#### MATERIAL FOR THIS TASK ####
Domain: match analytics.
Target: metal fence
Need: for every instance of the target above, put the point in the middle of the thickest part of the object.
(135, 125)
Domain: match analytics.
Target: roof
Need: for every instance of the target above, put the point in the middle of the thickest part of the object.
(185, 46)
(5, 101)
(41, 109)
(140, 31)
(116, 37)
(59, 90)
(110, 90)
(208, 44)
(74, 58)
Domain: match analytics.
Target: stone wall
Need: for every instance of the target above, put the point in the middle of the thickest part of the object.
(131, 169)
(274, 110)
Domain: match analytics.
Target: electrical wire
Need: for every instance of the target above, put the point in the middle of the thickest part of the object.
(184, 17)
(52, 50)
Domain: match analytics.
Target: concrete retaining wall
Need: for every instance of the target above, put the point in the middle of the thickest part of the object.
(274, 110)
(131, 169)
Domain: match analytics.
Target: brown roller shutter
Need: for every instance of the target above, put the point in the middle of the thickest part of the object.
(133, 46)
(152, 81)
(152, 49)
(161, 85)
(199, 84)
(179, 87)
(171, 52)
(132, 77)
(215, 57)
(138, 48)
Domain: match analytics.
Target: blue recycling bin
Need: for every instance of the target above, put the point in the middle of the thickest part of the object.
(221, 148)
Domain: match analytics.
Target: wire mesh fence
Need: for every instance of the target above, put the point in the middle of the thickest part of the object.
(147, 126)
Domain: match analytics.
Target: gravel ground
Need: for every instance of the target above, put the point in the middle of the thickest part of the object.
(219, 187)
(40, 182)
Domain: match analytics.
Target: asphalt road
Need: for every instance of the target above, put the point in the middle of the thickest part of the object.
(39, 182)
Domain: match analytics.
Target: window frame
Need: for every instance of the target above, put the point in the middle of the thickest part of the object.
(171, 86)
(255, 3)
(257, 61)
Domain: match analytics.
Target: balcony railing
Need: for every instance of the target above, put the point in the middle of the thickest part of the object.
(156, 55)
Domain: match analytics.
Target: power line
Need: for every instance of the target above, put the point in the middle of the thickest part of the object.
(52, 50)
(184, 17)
####
YOUR OBJECTIVE =
Extract the complete data, matching each line exactly.

RESULT FOR THIS TASK =
Domain: match analytics.
Target: metal fence
Need: for every instance of the target above, put the point in the middle of the thickest part of the object.
(135, 125)
Domain: match analytics.
Target: roof
Need: for every instance of the target above, put the point in the middle of the thickest part of the object.
(185, 46)
(5, 101)
(41, 109)
(140, 31)
(116, 37)
(59, 90)
(110, 90)
(208, 44)
(74, 58)
Domain: match analytics.
Target: stone wall
Need: for every instance of the target above, put the point in the middle of the thickest part of the object.
(131, 169)
(274, 110)
Domain: match analytics.
Target: electrical wire
Need: for every instance of the target above, put the point in the middle of the thickest part of the object.
(184, 17)
(52, 50)
Domain: match analytics.
Target: concrete retaining wall
Need: for every instance of the target above, put the point in the middle of the thickest part of the object.
(274, 110)
(131, 169)
Domain: match analytics.
Target: brown roller shutter
Need: for every instance of the target above, put the point in the middle of the thickest part of the object.
(133, 46)
(152, 81)
(152, 49)
(161, 85)
(199, 84)
(179, 87)
(171, 52)
(132, 77)
(215, 57)
(138, 48)
Domain: match analytics.
Target: blue recycling bin
Need: for every instance of the target above, put the point in the middle of the thickest part of the object.
(221, 148)
Domain: match analytics.
Target: wire mesh fence
Need: for every instance of the target above, put the point in the middle of the thickest part of the object.
(147, 126)
Domain: match analytics.
Target: gravel ground
Need: for every instance of the target above, put the point in the middle of the thickest part of the object.
(219, 187)
(40, 182)
Domain: match analytics.
Target: asphalt road
Need: for every instance of the target above, put the point in the middle of the thickest part of the object.
(39, 182)
Domain: match analytics.
Target: window frame
Need: for every instance of the target above, put the point in the middle of the thickest part of the object.
(171, 86)
(255, 3)
(257, 61)
Domain: match analytics.
Target: balcony railing
Need: for every instance of the target above, put the point in the middle of the thickest part of the object.
(156, 55)
Domain: match analytics.
Target: power line
Need: for every instance of the target above, put the point in the middle of the thickest part of the object.
(52, 50)
(184, 17)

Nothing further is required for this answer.